Reproduce all entries precisely as they are written.

• • • •

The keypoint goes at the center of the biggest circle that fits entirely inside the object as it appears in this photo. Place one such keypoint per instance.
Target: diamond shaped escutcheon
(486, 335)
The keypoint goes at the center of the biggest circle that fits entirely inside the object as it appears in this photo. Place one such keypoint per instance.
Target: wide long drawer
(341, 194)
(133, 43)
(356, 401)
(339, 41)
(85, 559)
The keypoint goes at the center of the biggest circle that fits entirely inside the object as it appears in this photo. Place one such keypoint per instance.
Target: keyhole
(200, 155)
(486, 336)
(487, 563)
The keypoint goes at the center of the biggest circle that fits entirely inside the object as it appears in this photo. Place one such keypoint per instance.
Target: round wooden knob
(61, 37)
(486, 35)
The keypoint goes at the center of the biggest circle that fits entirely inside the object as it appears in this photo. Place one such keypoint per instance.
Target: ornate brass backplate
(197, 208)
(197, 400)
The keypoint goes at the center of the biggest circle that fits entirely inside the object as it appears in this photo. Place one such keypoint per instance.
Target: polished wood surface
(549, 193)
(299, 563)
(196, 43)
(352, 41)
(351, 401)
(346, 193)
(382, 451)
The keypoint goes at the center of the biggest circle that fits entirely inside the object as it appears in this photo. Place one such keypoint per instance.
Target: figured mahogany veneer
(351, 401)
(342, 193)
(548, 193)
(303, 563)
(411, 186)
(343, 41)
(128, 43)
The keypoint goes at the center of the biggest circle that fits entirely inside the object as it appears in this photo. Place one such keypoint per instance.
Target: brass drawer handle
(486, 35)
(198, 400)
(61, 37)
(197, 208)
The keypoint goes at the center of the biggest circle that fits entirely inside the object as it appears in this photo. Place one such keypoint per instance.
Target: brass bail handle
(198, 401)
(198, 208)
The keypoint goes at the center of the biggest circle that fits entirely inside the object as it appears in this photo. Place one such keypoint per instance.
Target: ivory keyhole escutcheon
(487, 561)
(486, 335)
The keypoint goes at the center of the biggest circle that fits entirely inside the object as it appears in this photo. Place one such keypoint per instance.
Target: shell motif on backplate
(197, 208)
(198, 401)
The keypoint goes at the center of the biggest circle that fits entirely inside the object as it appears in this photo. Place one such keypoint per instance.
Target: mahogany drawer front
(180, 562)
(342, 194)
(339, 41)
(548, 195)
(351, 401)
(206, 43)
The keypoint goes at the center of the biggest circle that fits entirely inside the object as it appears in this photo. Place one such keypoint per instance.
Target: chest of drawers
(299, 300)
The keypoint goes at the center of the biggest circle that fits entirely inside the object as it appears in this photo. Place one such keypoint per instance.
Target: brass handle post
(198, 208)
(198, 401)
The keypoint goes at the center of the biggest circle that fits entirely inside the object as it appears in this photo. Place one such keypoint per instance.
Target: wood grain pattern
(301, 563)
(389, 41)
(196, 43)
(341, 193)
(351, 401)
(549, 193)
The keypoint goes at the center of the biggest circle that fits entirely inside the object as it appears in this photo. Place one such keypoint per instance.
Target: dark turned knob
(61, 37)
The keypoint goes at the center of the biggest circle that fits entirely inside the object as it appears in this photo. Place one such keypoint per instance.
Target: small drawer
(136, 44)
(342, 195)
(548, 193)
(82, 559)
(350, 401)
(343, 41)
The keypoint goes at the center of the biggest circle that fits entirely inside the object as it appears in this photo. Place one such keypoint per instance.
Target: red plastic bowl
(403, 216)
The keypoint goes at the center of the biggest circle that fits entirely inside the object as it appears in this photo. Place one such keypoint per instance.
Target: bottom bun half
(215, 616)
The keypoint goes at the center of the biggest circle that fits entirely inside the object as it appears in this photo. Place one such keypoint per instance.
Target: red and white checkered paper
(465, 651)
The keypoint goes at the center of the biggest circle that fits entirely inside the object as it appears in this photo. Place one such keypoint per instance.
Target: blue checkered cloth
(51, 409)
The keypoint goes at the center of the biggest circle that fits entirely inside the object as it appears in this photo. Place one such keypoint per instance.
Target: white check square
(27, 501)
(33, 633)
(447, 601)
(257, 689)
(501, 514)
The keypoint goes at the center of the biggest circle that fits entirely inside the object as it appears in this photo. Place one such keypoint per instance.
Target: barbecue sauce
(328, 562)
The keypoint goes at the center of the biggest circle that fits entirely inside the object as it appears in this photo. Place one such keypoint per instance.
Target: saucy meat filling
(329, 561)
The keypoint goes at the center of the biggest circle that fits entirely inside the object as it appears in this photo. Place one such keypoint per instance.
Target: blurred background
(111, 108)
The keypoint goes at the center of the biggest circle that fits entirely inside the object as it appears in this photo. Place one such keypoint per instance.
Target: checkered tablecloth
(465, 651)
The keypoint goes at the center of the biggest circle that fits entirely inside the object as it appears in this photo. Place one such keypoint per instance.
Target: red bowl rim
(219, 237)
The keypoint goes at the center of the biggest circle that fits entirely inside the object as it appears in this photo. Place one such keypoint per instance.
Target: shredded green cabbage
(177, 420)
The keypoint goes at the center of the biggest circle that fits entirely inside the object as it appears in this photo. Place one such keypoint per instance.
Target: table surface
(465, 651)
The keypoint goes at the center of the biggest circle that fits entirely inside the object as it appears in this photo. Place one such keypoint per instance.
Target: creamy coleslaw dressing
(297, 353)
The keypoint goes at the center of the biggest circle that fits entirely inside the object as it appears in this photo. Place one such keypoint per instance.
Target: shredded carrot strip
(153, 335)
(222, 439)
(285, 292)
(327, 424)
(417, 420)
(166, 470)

• • • •

● ANSWER IN FULL:
The keypoint goes at the center of the biggest circle that fits entirely inside the object as it appears in this photo. Place one such keypoint per instance.
Target: diamond shaped escutcheon
(486, 335)
The keypoint goes at the center of the biggest circle that fits entirely inside the object as it appears in this photo. Place one such keypoint per instance.
Target: wide long drawer
(341, 194)
(133, 43)
(356, 401)
(339, 41)
(85, 559)
The keypoint goes at the center of the biggest circle that fits entirely inside the object as it appears in this photo. Place one such keypoint per instance.
Target: keyhole
(200, 155)
(486, 336)
(487, 563)
The keypoint goes at the center of the biggest circle that fits entirely inside the object as it appears in this photo. Place one such keypoint per instance.
Target: round wooden knob
(61, 37)
(486, 35)
The keypoint goes at the center of the biggest circle that fits entirely inside the object as it appears in this photo. Place one such keypoint per instance.
Target: ornate brass backplate
(197, 208)
(197, 400)
The keypoint goes at the center of the biggest circle that fits entirely inside the object as it appears in this photo. Place one such keypoint per instance.
Target: polished wood surface
(549, 193)
(299, 563)
(196, 43)
(352, 41)
(351, 401)
(346, 193)
(382, 451)
The keypoint goes at the center of the biggest circle that fits entirely inside the object as it appears in this photo. Place one such keypoint per instance.
Target: figured mahogany veneer
(351, 401)
(342, 193)
(548, 193)
(303, 563)
(411, 186)
(343, 41)
(128, 43)
The keypoint goes at the center of the biggest circle that fits entirely inside the object as it appears in this photo. Place one such keypoint per instance.
Target: brass drawer handle
(486, 35)
(198, 400)
(61, 37)
(197, 208)
The keypoint goes at the center of the biggest circle that fits entirely inside the object as it appears in this photo. Place one such keypoint per instance.
Target: brass bail handle
(198, 401)
(198, 208)
The keypoint goes at the center of the biggest circle that fits entirely inside the object as it appears in this photo. Place one such keypoint per instance.
Target: ivory keyhole escutcheon
(487, 561)
(486, 335)
The keypoint goes at the center of the biggest circle that fits entirely inside the object as it appears in this photo. Place one such keypoint per instance.
Target: shell motif on backplate
(197, 208)
(198, 401)
The keypoint goes at the center of the biggest circle that fits entirely inside the object as it appears in this photo. Place one such keypoint per instance.
Target: mahogany drawer front
(180, 562)
(342, 194)
(339, 41)
(548, 195)
(351, 401)
(206, 43)
The keypoint goes at the center of the biggest circle that fits entirely inside the object as it appears in this photo. Place one such keypoint per instance.
Target: chest of drawers
(299, 300)
The keypoint goes at the center of the biggest circle that fits entirely inside the object as it appears in this photo. Place one such keypoint per instance.
Target: brass handle post
(198, 208)
(198, 401)
The keypoint goes at the center of the biggest circle that fits entirely inside the object as it appears in this photo. Place one such keypoint per instance.
Target: wood grain pattern
(301, 563)
(389, 41)
(196, 43)
(341, 193)
(351, 401)
(549, 193)
The keypoint goes at the center of the biggest circle that fits entirely inside the object as it appears in this photo. Place one such keypoint per instance.
Target: dark turned knob
(61, 37)
The keypoint goes at the center of the biggest circle that fits entirely inside the object as it appears in this photo. Place one such keypoint per instance.
Target: small drawer
(136, 44)
(342, 195)
(548, 193)
(82, 559)
(350, 401)
(343, 41)
The keypoint goes at the center of the biggest circle that fits entirely inside the object as it appears in this photo. Place one such keypoint per instance.
Target: red plastic bowl
(403, 216)
The keypoint goes at the center of the biggest circle that fits entirely inside the object as it appears in this photo. Place one such keypoint per instance.
Target: bottom bun half
(215, 616)
The keypoint goes at the center of the biggest circle that fits entirely inside the object as it appears in this photo. Place one such keypoint per instance.
Target: red and white checkered paper
(465, 651)
The keypoint goes at the center of the biggest circle that fits entirely inside the object as it appears in this photo. Place one such keypoint per instance.
Target: blue checkered cloth
(51, 409)
The keypoint goes at the center of the biggest circle that fits entirely inside the object as it appears in this photo. Place one such keypoint per instance.
Target: white check square
(27, 501)
(33, 633)
(447, 601)
(257, 689)
(501, 514)
The keypoint goes at the center of the biggest circle that fits entirely inside the object as it appears in this photo. Place one such keypoint per instance.
Target: barbecue sauce
(328, 562)
The keypoint goes at the center of the biggest circle that fits entirely inside the object as it appears in this photo. Place one such keypoint per instance.
Target: saucy meat filling
(329, 561)
The keypoint goes at the center of the biggest circle that fits entirely inside the object as it appears in this photo. Place one such keypoint per instance.
Target: blurred background
(111, 108)
The keypoint goes at the center of the biggest circle that fits entirely inside the object as it appears in this photo. Place one such keypoint per instance.
Target: checkered tablecloth
(465, 651)
The keypoint goes at the center of the biggest circle that fits entirely inside the object as it appears in this photo. Place one such keypoint per instance.
Target: red bowl rim
(219, 237)
The keypoint goes at the center of the biggest circle that fits entirely inside the object as it appears in this photo. Place one such keypoint per instance.
Target: shredded green cabbage
(177, 420)
The keypoint goes at the center of the biggest circle that fits entirely inside the object as it appears in this photo. Place one such keypoint per instance.
Target: table surface
(465, 651)
The keypoint goes at the center of the biggest circle that fits entirely inside the object as it appears in this photo. Place one such keypoint per instance.
Target: creamy coleslaw dressing
(297, 353)
The keypoint goes at the center of the biggest circle that fits entirely inside the object as it appears in this photo. Place one such keypoint per instance.
Target: shredded carrot strip
(153, 335)
(222, 439)
(285, 292)
(327, 424)
(417, 420)
(166, 470)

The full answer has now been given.